──────── PASSAGE PROVIDED

Re: [PATCH 0 of 4] Generic AIO by scheduling stacks

From: Linus Torvalds <torvalds@linux-foundation.org>
To: Zach Brown <zach.brown@oracle.com>
Cc: Linux Kernel Mailing List <linux-kernel@vger.kernel.org>,
	linux-aio@kvack.org, Suparna Bhattacharya <suparna@in.ibm.com>,
	Benjamin LaHaise <bcrl@kvack.org>, Ingo Molnar <mingo@elte.hu>
Subject: Re: [PATCH 0 of 4] Generic AIO by scheduling stacks
Date: Fri, 9 Feb 2007 14:33:01 -0800 (PST)	[thread overview]
Message-ID: <Pine.LNX.4.64.0702091419470.8424@woody.linux-foundation.org> (raw)
In-Reply-To: <patchbomb.1170193181@tetsuo.zabbo.net>


Ok, here's another entry in this discussion.

This is a *really* small patch. Yes, it adds 174 lines, and yes it's 
actually x86 (32-bit) only, but about half of it is totally generic, and 
*all* of it is almost ludicrously simple.

There's no new assembly language. The one-liner addition to 
"syscall_table.S" is just adding the system call entry stub. It's all in 
C, and none of it is even hard to understand.

────────────────

▸ EXERCISE BRIEF
Go on with the email on generic AIO, picking up after its last sentence. The data after this email on generic AIO has no connection to it.

──────── DATA LINES

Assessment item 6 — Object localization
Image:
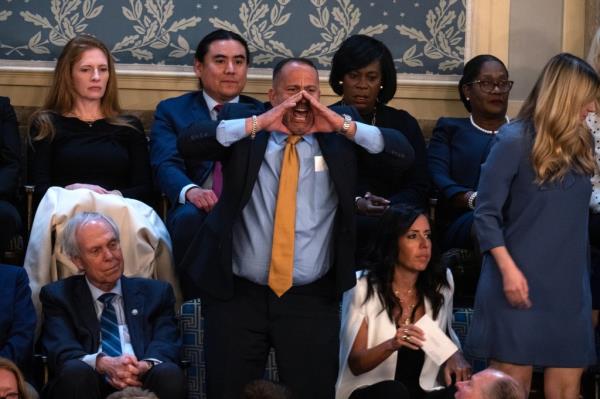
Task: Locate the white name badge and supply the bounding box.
[315,155,327,172]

────────────────

▸ TASK ANSWER
It's architecture-specific, because different architectures do the whole 
"fork()" entrypath differently, and this is basically a "delayed fork()", 
not really an AIO thing at all.

So what this does, very simply is:

 - on system call entry just save away the pt_regs pointer needed to do a 
   fork (on some architectures, this means that you need to use a longer 
   system call entry that saves off all registers - on x86 even that isn't 
   an issue)

 - save that away as a magic cookie in the task structure

 - do the system call

 - IF the system call blocks, we call the architecture-specific 
   "schedule_async()" function before we even get any scheduler locks, and 
   it can just do a fork() at that time, and let the *child* return to the 
   original user space. The process that already started doing the system 
   call will just continue to do the system call.

 - when the system call is done, we check to see if it was done totally 
   synchronously or not. If we ended up doing the clone(), we just exit 
   the new thread.

Now, I agree that this is a bit ugly in some of the details: in 
particular, it means that if the system call blocks, we will literally 
return as a *different* thread to user space. If you care, you shouldn't 
use this interface, or come up with some way to make it work nicely (doing 
it this way meant that I could just re-use all the clone/fork code as-is).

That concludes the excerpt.